**PASSAGE FOR REVIEW:**
====

The good thing about bad governance

I wonder how the present ministerial team would be judged a few years down the road, but being an incorrigible optimist I would say that they would be judged positively. They should go down in the history of latter-day Phoenicia as having tried to start planting the idea in the public’s mind on the necessity of seriously beginning to contemplate attempting to pave the grounds for the emergence of a situation whereby the process of gently starting to apply the brakes on corruption would be facilitated.

Decision makers don’t like to be hurried. They have taken the right direction and the masses should be grateful to them for that.

By the turn of the millennium they should be proven right as the public administration will have probably purged itself of some of the vortices of corruption, but the road ahead would still be a long one. Things take time, you know, and good things are worth waiting for. Besides, the Lebanese think centuries ahead and their actions naturally take centuries to unfold; they owe the ‘long-term-planning’ gene to their Phoenician origins. Of course by that time the country’s name would have changed a dozen times more, and with luck the appellation ‘Lebanon’ would again be chosen for the stretch of land, so people living in that distant future will be able to say Lebanon is fighting corruption.

====

(Images for locating objects)
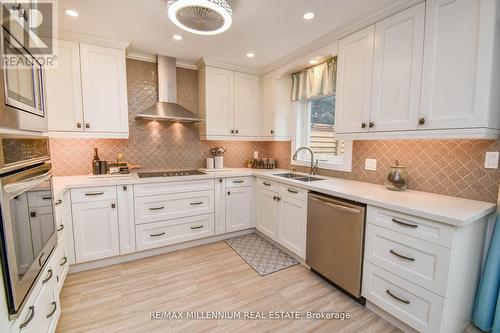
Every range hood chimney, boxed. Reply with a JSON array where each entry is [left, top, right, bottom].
[[136, 55, 203, 123]]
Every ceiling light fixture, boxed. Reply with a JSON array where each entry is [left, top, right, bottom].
[[304, 12, 314, 20], [167, 0, 233, 35], [64, 9, 79, 17]]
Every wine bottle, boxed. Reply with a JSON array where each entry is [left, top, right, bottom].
[[92, 148, 101, 175]]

====

**WHAT YOU WILL DO:**
A - Quote the piece on bad governance, starting with "Decision makers don’t" and going on through "is fighting corruption.".
B - Extend the piece on bad governance beyond its final sentence.

**YOUR RESPONSES:**
A -
Decision makers don’t like to be hurried. They have taken the right direction and the masses should be grateful to them for that.

By the turn of the millennium they should be proven right as the public administration will have probably purged itself of some of the vortices of corruption, but the road ahead would still be a long one. Things take time, you know, and good things are worth waiting for. Besides, the Lebanese think centuries ahead and their actions naturally take centuries to unfold; they owe the ‘long-term-planning’ gene to their Phoenician origins. Of course by that time the country’s name would have changed a dozen times more, and with luck the appellation ‘Lebanon’ would again be chosen for the stretch of land, so people living in that distant future will be able to say Lebanon is fighting corruption.

B -
Come to think of it, why precipitate things and risk regretting this alacrity later? Generations in this millennium need to know more about the theory and practice of bad governance. Therein lies a weighty competitive advantage. Lebanon could establish an institute that teaches the art; better still a university with a research center that covers the region and also a publishing house and why not a hands-on lab facility. The country would attract students from all over the world and charge high tuition fees. The economic spillover effects of such a venture would be ample to say the least.

To be fair, Lebanon has yet to produce blue-ribbon experts in the subject and the book on bad governance was written elsewhere, but brilliant and innovative practitioners of the art abound in the country. With proper encouragement, motivation and incentives they should qualify to start publishing a “Bad Governance for Dummies” series.